Exercise goal: Reproduce the data below word for word, from its first line through the line containing "[283,56,336,113]", with both of those lines included.

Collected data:
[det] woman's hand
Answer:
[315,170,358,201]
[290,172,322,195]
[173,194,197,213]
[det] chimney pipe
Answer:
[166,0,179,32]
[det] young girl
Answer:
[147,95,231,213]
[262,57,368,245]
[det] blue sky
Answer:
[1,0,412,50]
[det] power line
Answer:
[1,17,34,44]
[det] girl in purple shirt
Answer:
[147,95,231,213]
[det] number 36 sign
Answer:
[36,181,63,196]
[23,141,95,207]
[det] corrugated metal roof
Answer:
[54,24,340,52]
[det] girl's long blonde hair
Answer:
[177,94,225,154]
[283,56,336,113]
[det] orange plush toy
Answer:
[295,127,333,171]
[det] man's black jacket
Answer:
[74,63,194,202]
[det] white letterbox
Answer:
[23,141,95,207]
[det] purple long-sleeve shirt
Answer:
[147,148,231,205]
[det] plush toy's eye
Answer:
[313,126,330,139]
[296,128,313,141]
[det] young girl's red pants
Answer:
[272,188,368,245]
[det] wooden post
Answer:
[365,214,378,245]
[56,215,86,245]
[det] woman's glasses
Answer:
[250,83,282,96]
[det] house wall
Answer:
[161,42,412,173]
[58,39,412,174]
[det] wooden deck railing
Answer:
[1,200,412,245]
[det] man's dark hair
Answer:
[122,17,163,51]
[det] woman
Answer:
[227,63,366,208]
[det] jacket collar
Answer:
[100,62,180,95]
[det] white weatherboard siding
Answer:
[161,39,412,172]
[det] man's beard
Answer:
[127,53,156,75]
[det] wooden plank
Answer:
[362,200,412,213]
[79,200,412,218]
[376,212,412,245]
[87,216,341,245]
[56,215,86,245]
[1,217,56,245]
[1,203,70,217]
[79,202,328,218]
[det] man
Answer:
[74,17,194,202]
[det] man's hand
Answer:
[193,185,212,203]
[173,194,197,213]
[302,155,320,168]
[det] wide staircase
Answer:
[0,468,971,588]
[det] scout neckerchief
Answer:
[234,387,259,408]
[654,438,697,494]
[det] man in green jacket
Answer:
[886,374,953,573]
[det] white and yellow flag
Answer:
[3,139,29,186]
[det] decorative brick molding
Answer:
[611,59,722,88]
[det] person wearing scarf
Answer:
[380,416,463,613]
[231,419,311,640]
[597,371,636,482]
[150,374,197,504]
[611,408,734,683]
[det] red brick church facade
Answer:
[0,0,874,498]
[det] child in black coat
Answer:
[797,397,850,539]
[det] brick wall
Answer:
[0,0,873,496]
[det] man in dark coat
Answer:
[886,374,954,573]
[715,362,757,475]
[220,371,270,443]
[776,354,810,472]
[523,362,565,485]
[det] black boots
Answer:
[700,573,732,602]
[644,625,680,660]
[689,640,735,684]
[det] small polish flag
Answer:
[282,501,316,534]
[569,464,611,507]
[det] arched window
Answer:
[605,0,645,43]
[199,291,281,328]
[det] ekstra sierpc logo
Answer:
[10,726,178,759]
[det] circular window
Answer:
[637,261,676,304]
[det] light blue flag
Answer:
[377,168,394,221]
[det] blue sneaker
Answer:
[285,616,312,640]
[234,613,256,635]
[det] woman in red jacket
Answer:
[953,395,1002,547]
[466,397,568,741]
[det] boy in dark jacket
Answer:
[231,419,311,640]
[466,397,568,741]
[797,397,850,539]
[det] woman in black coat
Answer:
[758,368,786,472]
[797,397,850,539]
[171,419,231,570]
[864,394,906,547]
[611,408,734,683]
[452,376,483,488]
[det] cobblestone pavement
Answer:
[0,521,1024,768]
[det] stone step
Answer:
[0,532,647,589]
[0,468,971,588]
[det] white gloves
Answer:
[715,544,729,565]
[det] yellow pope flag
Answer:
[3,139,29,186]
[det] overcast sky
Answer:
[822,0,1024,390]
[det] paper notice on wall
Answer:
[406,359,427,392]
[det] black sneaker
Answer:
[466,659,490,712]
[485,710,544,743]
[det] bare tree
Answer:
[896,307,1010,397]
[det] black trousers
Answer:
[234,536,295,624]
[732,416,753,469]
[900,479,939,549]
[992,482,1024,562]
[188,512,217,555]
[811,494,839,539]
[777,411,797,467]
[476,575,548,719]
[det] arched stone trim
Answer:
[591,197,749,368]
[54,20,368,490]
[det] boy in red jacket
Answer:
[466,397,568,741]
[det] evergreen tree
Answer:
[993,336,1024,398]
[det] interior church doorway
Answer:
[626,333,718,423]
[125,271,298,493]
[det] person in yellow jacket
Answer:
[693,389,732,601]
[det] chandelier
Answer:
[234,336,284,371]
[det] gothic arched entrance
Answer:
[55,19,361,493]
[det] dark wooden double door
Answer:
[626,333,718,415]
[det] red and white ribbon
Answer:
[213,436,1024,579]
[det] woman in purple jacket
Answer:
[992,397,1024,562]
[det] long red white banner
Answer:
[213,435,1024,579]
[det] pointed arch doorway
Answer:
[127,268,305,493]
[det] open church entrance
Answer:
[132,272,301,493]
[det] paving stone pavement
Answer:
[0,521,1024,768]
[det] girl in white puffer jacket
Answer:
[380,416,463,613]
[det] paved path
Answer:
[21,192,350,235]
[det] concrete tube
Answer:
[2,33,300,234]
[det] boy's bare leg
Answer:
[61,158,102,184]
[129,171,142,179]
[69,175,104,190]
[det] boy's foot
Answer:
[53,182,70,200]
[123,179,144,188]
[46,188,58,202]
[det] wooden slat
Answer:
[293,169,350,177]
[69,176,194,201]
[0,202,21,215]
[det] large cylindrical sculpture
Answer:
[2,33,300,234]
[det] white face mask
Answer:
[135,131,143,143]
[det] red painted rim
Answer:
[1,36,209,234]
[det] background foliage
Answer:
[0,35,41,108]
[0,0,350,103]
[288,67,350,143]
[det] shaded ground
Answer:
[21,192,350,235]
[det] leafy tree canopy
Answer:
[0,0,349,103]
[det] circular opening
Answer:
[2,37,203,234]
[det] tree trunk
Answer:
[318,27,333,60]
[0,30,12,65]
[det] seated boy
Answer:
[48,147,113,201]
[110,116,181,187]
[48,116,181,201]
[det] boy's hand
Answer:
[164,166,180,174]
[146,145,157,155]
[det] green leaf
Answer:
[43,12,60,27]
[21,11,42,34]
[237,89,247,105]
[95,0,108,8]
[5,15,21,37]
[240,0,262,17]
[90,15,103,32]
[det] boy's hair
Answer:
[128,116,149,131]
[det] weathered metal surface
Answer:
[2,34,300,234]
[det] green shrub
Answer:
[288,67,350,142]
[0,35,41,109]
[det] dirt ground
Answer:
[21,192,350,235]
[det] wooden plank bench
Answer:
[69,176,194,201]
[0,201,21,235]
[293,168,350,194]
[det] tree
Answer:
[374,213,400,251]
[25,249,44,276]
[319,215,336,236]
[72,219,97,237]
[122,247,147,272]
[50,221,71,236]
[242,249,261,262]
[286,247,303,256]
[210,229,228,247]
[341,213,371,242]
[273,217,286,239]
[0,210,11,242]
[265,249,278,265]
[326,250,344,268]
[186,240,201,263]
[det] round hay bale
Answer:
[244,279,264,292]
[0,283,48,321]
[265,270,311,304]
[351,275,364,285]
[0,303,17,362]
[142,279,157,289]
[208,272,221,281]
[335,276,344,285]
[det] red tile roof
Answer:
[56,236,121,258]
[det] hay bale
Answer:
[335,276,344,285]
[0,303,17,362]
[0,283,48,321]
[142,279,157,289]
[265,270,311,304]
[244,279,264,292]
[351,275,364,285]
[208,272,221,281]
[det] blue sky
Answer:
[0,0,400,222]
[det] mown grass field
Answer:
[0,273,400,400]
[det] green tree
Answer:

Reply:
[det] woman's hand
Answer:
[315,170,358,201]
[290,172,322,195]
[173,194,197,213]
[det] chimney pipe
Answer:
[166,0,179,32]
[det] young girl
Answer:
[147,95,231,213]
[262,57,368,245]
[det] blue sky
Answer:
[1,0,412,50]
[det] power line
Answer:
[1,17,34,44]
[det] girl in purple shirt
Answer:
[147,95,231,213]
[det] number 36 sign
Answer:
[36,181,63,196]
[23,141,95,207]
[det] corrugated metal roof
Answer:
[54,24,340,52]
[det] girl's long blonde hair
Answer:
[177,94,225,154]
[283,56,336,113]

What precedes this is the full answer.